WHAT NEEDS TO BE DONE:
Restate every entry verbatim; drop the pictures.

PROVIDED INFORMATION:
----

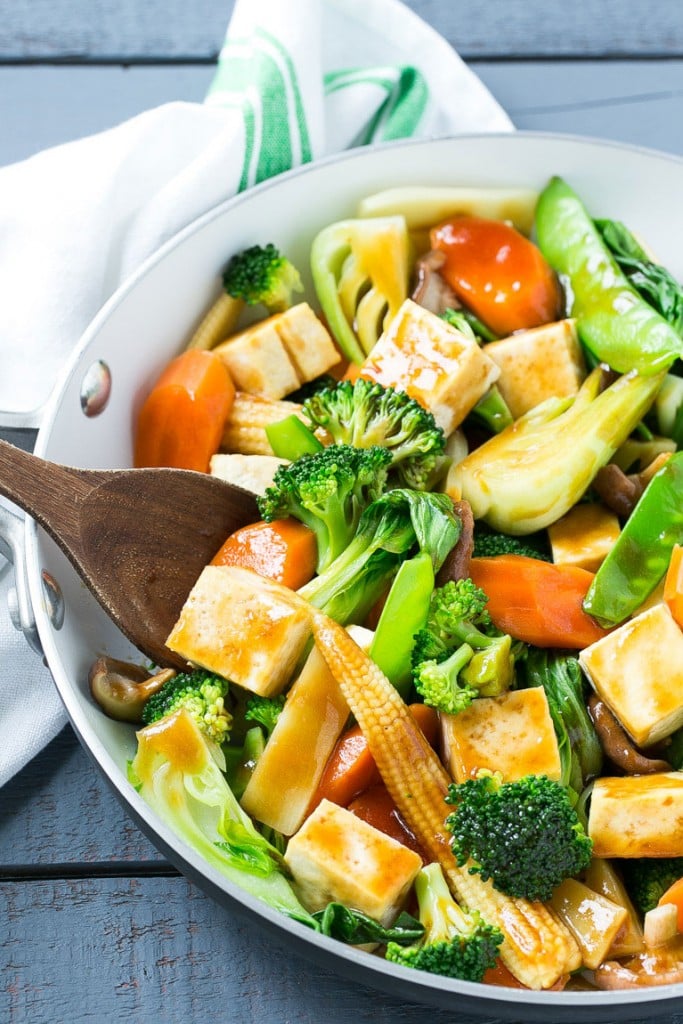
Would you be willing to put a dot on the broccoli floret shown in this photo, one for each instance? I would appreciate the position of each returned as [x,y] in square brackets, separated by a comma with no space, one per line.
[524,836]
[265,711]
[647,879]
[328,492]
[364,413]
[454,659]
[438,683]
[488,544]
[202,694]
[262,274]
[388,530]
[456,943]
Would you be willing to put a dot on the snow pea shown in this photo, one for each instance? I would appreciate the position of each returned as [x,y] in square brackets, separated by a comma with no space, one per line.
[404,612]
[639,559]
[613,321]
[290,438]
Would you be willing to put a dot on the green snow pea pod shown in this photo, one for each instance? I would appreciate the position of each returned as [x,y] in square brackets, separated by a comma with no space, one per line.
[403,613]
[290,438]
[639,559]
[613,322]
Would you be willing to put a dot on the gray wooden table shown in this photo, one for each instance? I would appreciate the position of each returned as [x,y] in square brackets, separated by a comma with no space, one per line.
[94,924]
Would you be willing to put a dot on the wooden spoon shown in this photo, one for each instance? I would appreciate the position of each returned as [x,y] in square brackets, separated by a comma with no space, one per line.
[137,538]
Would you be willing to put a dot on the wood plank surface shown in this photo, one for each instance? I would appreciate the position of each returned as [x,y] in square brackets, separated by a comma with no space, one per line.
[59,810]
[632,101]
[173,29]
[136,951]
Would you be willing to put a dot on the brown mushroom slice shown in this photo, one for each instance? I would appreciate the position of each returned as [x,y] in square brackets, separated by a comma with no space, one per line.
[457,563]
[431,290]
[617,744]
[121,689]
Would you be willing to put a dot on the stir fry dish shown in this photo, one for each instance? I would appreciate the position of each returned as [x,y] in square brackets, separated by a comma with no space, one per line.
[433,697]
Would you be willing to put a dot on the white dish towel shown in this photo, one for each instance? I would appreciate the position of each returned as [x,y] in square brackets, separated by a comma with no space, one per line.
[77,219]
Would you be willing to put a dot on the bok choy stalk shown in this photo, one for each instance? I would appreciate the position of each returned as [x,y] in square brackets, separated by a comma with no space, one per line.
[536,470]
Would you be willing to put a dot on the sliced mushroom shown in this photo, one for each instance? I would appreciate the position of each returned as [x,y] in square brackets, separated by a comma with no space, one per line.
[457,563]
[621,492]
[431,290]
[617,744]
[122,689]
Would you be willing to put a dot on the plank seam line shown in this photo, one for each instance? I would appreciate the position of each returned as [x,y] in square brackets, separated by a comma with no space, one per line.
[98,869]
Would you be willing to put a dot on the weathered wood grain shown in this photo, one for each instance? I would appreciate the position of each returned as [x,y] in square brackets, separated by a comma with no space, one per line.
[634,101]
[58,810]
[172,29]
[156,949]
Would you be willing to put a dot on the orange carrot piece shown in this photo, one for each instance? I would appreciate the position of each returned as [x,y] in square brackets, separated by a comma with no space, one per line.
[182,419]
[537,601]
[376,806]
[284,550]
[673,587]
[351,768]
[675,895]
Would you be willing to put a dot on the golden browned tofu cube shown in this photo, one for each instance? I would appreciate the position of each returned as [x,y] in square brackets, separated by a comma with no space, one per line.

----

SOLUTION BELOW:
Would you be willing to put a dot on the broccoli floret shown in this photo, one for each instance? I would appreciate the position of each returned as [x,y] in square brackets, separated by a comma with no space, one per line.
[524,836]
[265,711]
[647,879]
[328,492]
[364,413]
[454,659]
[438,683]
[488,544]
[202,694]
[262,274]
[388,530]
[456,943]
Would you be willing to put a dot on the snow pea shown in this photo, one for each instance? I would appreciate the position of each returned as [x,y] in square brackets, separated by a comma with no space, one per line.
[404,612]
[639,559]
[613,321]
[290,438]
Would you be willing to put a dot on the green snow pea pod shown in this photo, one for each instance? I would appreciate the position of each returned as [x,y] in square brackets, separated by a comma with no space, one per line.
[403,613]
[290,438]
[639,559]
[613,322]
Would you be willing to put a dot on the gray wooden table shown in this photo, one for each instance? I would appreciate the position of each returned as [x,y] in square brackets, separated by a comma with no space, one per line.
[94,924]
Would you be willing to put a dot on the wooden spoon shown in this photo, one for each instance? I would appreciate the position of each returned as [x,y] in square brackets, separated by a comma with no space, one per line.
[137,538]
Would you be willing to put a dot on the wood plank surface shown in this photo, one for each instance? I would appreciate the position of each returned as [x,y] in square brackets, separated by a comma with no space, one per line.
[59,810]
[632,101]
[173,29]
[136,951]
Would you be willing to put a dot on the brown mushroom slice shown in this photo, one for each instance? I would appreciate the position of each returned as [x,y] in square brackets, separated by a comma with no space, one per line.
[457,563]
[431,290]
[617,744]
[121,689]
Would you be willing to put a dot on the stir fry dish shown in this photo, one for each instance? I would appreciate the position of each returned as [x,y] in square brackets, separated by a comma with no space, one per line.
[433,697]
Would you be willing to put a dot on the white dish towel shown in this photo, one for each instance? I would appreciate the position of each returned as [x,y] in square brackets, separated by a comma with no space, one per line.
[77,219]
Would you be willing to put a dot on the bok choy stalk shown in this photo, one for each instance? I would appreciate the position of each returned as [x,y] in square brackets, separated by a comma with no space, one per line.
[536,470]
Would you be willing to put a dot on the sliced mushroom shown in this photo, one for each instance? I would appreciate the position of each returned as [x,y] in square brackets, separated by a comma with no space, one per line.
[457,563]
[621,492]
[431,290]
[617,744]
[122,689]
Would you be willing to put a dot on the plank seam line shown in this photo, one for each instance? I would appreciate the position of each returned as [x,y] in square brackets, separated by a comma with no space, one per line.
[98,869]
Would you be willing to put a dot on the weathered wood grain shown in this photo, one for each instance? I would appreciate the position of each returned as [x,y] in square brackets, separated by a comma with no space, one per line.
[634,101]
[58,810]
[172,29]
[156,949]
Would you be willing to put a dot on the orange carrot piece shown in this photo, one for each instance? I would appreciate the position of each returned as [x,y] in square brackets, separated by a comma with no space, one per line.
[182,419]
[537,601]
[376,806]
[284,550]
[673,587]
[351,768]
[675,895]
Would you be willing to put a dot on the golden browned tofu cube shown in this photo, one for each instance? I would appreciate the position of each returned as [x,y] in square brackets, separated by a comma with no space, one per line.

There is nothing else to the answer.